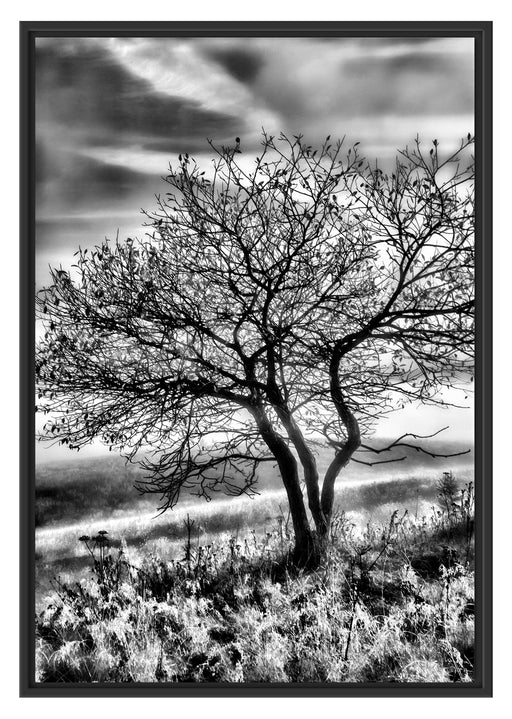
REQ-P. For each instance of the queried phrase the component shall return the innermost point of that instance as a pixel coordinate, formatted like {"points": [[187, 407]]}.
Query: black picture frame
{"points": [[482, 34]]}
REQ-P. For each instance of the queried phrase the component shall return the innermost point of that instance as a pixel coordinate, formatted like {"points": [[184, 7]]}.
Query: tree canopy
{"points": [[263, 312]]}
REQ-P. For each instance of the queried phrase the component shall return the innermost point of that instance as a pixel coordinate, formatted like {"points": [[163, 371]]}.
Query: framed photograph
{"points": [[256, 331]]}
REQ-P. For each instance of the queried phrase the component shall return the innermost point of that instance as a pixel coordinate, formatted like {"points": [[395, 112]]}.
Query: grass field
{"points": [[206, 592], [85, 496]]}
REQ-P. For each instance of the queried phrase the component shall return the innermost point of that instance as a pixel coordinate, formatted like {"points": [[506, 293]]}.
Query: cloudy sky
{"points": [[112, 112]]}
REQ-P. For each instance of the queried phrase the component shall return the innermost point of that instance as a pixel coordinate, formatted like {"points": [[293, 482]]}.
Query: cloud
{"points": [[112, 112], [96, 99], [244, 65]]}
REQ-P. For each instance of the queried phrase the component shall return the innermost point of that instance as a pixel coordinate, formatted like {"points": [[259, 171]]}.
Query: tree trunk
{"points": [[308, 462], [345, 452], [305, 553]]}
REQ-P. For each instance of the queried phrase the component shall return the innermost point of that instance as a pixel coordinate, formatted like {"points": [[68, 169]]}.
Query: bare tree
{"points": [[266, 312]]}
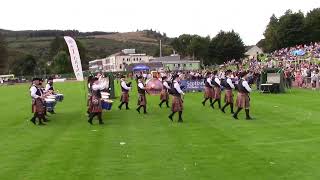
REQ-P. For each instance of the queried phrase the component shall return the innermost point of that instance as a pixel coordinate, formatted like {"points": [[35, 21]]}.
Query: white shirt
{"points": [[229, 81], [141, 86], [47, 87], [246, 85], [165, 84], [124, 85], [217, 80], [176, 85], [209, 81], [99, 86], [33, 91]]}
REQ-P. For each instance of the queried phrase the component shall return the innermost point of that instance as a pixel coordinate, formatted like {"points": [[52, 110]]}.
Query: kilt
{"points": [[228, 97], [208, 92], [95, 105], [142, 100], [38, 106], [243, 100], [217, 93], [124, 97], [164, 95], [177, 104]]}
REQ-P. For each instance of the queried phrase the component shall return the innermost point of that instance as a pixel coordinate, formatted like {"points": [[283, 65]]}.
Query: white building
{"points": [[118, 62]]}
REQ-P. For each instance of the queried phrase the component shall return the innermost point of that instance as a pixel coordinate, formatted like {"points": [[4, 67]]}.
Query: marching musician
{"points": [[164, 95], [208, 90], [228, 95], [142, 100], [49, 90], [217, 90], [37, 102], [95, 107], [177, 102], [125, 93], [243, 100]]}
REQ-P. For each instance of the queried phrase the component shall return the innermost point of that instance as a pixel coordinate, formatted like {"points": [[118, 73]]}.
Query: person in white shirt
{"points": [[164, 95], [142, 100], [95, 108], [177, 102], [228, 95], [217, 90], [243, 100], [208, 90], [37, 102], [125, 88]]}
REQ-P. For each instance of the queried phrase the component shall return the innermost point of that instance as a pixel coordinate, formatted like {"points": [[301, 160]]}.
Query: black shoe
{"points": [[33, 120], [41, 124], [235, 116]]}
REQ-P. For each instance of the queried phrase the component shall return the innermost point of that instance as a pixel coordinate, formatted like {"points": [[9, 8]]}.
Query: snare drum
{"points": [[50, 103], [59, 97], [106, 104]]}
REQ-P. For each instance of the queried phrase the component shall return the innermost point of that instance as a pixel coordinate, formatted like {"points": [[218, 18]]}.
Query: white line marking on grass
{"points": [[288, 141]]}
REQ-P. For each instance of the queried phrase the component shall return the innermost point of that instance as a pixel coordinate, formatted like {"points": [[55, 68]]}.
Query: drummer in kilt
{"points": [[217, 90], [164, 95], [125, 88], [142, 100], [208, 90], [228, 98], [177, 102], [38, 107], [95, 107], [243, 99]]}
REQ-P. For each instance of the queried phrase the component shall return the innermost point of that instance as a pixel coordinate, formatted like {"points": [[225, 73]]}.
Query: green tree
{"points": [[26, 65], [3, 55], [225, 46], [312, 25]]}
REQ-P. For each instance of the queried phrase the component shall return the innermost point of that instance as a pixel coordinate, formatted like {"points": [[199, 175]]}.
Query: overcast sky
{"points": [[175, 17]]}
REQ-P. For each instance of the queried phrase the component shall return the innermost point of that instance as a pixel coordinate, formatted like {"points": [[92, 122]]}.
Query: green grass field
{"points": [[282, 143]]}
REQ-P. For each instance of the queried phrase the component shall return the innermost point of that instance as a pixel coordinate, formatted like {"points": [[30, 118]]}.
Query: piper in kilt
{"points": [[228, 98], [217, 90], [142, 100], [243, 100], [164, 95], [177, 102], [95, 107], [38, 107], [208, 90], [125, 88]]}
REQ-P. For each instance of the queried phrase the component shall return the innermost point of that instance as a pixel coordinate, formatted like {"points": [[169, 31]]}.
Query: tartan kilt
{"points": [[142, 100], [95, 105], [208, 92], [217, 93], [124, 97], [228, 97], [164, 95], [243, 100], [177, 104], [38, 106]]}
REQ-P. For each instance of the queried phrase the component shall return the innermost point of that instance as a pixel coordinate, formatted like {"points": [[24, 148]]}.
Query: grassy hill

□ □ □ □

Per favore, individua nel materiale tutte le righe che contengono la stringa "field" e ricopiale per intero.

Query: grass field
Query: green grass field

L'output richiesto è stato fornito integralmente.